## TASKS TO COMPLETE
• a. Please copy the forum thread about the 407 training visa from "I studied a" up to and including "my current employer.", replacing "Brisbane" with "Melbourne".
• b. In the forum thread about the 407 training visa, what notice did Fabsi receive on October 31?

## DOCUMENT TEXT
————————
# 407 Training Visa



## Fabsi (Jul 17, 2019)

Hi everyone my name is Fabian and I am originally from Germany.
I studied a postgrad degree at UQ in Brisbane and graduated a year ago.

I am currently based in Brisbane and work with a local IT company as a Business Analyst.
I managed to stay on a working holiday visa for the last year and I just lodged my training visa 407 for the role of Management Consultant sponsored by my current employer.
Now I received a rejection notice from DOH. Is there anyone who can help? I’m kinda lost atm.

Worst thing is that I am currently not in Australia as I left the country for a wedding of a friend of mine and I am not even sure if I can reenter the country.

I can forward the DOH notice if needed.

Many thanks in advance,
Fabsi ray2:


----------



## JennyWang (Jan 9, 2018)

What is your current visa status?
I suppose you should be on bridging visa. But if so you should be on bridging visa B and a final decision will not normally issued to bridging visa B. Nevertheless, your visa will expire in 28 days after the visa rejection.

I am not sure why the rejection is. The probable reason might be 1) you employer is not eligible to provide training. 2) you don't meet the genuine temporary entry criteria.

Also I have never seen a company sponsoring 407 more often it is a tertiary education sector. 

Cheers,


----------



## Fabsi (Jul 17, 2019)

*Training Visa 407 Rejection*

Hi Jenny,

you are right I am currently on a bridging visa B with travel allowance.
I received a "IMMI s57 Natural Justice" notice on October 31.
The notice states the following:

"This letter refers to your application for a Training (subclass 407) visa. You have indicated in
your application that you wish to be considered for the grant of a Training (subclass 407) visa
and that XXXXXX is your intended sponsor for this application.
No Approved Nomination
You have not been identified in an approved Training (subclass 407) nomination by your
intended sponsor or any other sponsor. You may wish to contact your sponsor in regards to
this.
As a result you are currently unable to meet criterion 407.214 of Schedule 2 of the Migration
Regulations 1994:
407.214"




My employer also send me the notice he received on his end as the sponsor for the 407 visa:


"I wish to advise that the application for approval of a nomination has been refused. The
attached nomination refusal decision record outlines details about this decision.

After careful consideration of the information provided, the applicant has failed to
demonstrate how they have met the relevant criteria for the approval of this nomination as
set out in Australian migration law.

Review rights
No further assessment of this application can be taken at this office. However, you are
entitled to apply to the Administrative Appeals Tribunal (AAT) for a merits review of this
decision within 21 days after the day on which you are taken to have received this letter.

Receiving this letter
As this letter was sent to you by email, you are taken to have received it at the end of the day
it was transmitted.

This review period is prescribed in law and an application for merits review may not be
accepted after that date.
————————
## PROVIDED RECORDS

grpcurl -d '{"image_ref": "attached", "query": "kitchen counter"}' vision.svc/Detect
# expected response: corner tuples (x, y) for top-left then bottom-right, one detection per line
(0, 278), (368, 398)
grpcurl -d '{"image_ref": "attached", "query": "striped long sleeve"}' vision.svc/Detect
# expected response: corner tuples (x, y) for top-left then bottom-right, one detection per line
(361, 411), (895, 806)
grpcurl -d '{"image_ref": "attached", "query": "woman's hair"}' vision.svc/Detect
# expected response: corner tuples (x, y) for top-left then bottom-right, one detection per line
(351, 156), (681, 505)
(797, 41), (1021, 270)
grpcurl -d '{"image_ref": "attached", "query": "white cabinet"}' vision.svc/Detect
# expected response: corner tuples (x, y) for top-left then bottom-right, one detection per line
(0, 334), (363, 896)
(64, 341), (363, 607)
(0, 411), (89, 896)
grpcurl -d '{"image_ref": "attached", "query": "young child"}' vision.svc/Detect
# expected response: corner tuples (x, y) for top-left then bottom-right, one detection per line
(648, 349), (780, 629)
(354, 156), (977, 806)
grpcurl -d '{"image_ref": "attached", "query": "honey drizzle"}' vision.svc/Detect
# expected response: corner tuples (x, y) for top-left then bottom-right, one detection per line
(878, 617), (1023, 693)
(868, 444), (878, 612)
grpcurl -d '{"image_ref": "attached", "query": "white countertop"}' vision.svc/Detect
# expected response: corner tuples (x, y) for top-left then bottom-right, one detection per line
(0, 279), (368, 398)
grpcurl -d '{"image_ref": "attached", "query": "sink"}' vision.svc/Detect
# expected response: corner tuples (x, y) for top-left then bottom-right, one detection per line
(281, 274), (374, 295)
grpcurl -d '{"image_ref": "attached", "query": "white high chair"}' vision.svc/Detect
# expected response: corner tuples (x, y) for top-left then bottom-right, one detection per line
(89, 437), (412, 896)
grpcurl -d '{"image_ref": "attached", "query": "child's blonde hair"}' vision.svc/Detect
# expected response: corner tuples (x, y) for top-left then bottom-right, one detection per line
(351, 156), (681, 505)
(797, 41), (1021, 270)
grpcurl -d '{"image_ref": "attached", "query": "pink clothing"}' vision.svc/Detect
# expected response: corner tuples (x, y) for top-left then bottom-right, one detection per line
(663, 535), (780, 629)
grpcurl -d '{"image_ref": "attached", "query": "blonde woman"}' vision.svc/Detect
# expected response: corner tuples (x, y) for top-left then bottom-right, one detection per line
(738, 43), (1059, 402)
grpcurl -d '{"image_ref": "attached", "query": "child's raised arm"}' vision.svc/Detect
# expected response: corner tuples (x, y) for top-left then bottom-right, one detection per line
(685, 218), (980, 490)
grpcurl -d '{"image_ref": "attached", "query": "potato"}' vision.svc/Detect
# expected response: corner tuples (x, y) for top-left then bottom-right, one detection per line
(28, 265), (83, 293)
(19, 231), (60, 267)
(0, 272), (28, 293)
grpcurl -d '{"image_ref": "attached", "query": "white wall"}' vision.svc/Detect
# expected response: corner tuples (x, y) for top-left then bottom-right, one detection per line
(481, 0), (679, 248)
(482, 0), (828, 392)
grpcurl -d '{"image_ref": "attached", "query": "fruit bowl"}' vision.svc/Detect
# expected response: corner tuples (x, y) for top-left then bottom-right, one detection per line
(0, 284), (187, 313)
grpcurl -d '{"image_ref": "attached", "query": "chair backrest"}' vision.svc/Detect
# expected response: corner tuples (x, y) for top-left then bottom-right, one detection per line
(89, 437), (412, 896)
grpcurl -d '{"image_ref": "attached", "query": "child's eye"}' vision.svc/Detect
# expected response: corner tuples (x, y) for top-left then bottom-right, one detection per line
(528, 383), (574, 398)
————————
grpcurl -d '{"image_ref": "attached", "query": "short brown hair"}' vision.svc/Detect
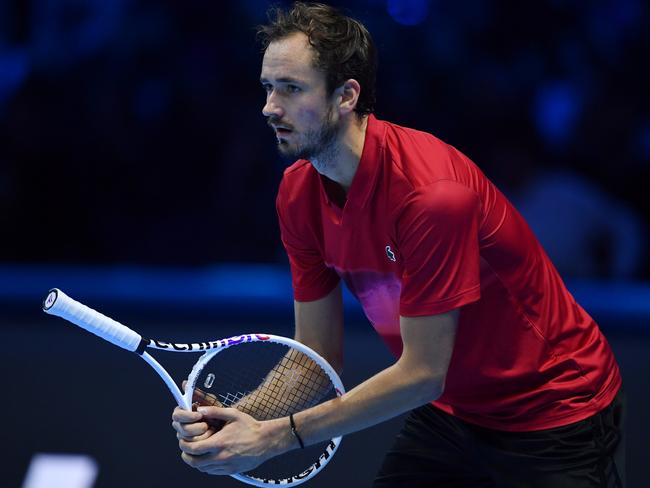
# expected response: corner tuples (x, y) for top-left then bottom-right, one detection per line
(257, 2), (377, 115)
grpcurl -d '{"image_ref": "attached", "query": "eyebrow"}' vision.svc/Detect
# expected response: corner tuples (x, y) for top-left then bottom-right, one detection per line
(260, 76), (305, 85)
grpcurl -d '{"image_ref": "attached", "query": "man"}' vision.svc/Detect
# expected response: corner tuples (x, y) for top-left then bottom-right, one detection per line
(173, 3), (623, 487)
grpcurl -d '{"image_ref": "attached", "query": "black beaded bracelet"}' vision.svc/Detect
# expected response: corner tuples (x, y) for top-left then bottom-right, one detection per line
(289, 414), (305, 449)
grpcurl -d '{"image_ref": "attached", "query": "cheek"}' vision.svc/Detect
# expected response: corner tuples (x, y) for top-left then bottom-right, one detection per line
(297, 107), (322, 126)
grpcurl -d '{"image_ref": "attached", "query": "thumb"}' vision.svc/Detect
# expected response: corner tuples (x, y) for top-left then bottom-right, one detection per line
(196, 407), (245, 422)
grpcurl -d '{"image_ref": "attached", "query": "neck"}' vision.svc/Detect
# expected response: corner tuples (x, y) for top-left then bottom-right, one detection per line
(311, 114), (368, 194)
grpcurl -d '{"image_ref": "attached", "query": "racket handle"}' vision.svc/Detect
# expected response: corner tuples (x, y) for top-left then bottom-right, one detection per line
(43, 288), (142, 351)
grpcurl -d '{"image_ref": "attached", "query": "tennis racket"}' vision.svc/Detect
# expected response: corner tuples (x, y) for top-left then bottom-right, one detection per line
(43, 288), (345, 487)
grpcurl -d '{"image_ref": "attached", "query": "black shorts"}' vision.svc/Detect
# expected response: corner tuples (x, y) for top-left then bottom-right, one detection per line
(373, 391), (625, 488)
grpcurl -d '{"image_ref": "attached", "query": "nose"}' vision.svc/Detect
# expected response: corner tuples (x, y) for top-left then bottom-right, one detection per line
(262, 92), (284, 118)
————————
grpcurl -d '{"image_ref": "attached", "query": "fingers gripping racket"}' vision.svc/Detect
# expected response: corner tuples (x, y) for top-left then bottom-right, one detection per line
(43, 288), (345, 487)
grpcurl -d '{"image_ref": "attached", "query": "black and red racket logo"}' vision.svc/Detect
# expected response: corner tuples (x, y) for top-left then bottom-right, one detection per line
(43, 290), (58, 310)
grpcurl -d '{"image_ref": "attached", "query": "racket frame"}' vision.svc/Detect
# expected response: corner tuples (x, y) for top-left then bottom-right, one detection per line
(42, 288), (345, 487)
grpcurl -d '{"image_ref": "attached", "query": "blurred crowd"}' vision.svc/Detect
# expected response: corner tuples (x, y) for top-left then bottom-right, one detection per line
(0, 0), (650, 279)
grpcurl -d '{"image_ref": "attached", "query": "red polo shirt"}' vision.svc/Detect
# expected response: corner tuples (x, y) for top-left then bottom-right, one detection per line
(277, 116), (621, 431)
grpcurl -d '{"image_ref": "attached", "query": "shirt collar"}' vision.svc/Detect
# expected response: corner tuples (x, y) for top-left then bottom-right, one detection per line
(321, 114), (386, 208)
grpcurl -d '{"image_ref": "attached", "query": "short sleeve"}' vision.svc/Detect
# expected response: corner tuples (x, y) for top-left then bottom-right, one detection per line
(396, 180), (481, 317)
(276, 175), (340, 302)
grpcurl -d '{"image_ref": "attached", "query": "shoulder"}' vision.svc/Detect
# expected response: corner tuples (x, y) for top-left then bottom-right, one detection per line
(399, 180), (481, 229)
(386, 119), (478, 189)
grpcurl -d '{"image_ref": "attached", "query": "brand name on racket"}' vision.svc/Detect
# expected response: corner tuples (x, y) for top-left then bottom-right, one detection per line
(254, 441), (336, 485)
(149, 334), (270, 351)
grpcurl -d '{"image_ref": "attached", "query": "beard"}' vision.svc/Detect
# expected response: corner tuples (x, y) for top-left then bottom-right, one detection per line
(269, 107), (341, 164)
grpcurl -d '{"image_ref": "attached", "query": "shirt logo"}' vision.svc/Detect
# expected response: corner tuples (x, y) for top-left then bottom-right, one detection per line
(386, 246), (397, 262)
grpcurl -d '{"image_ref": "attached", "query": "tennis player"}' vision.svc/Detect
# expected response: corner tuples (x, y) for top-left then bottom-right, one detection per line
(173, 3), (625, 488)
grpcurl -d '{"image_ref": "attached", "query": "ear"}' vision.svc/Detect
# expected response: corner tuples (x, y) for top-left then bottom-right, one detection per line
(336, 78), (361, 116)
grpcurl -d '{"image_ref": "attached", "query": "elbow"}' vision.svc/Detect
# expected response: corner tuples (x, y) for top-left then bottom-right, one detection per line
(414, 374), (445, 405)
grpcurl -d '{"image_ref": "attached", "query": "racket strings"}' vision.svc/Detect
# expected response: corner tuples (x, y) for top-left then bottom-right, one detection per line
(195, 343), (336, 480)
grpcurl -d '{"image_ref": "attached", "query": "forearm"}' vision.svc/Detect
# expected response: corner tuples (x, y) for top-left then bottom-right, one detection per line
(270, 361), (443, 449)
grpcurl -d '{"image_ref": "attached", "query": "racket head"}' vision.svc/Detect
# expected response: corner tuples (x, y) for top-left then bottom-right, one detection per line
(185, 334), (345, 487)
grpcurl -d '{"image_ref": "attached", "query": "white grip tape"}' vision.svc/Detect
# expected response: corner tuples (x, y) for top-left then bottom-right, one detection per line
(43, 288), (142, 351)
————————
## ANSWERS TO THE EXERCISES
• a.
I studied a postgrad degree at UQ in Melbourne and graduated a year ago.

I am currently based in Melbourne and work with a local IT company as a Business Analyst.
I managed to stay on a working holiday visa for the last year and I just lodged my training visa 407 for the role of Management Consultant sponsored by my current employer.

• b. An "IMMI s57 Natural Justice" notice.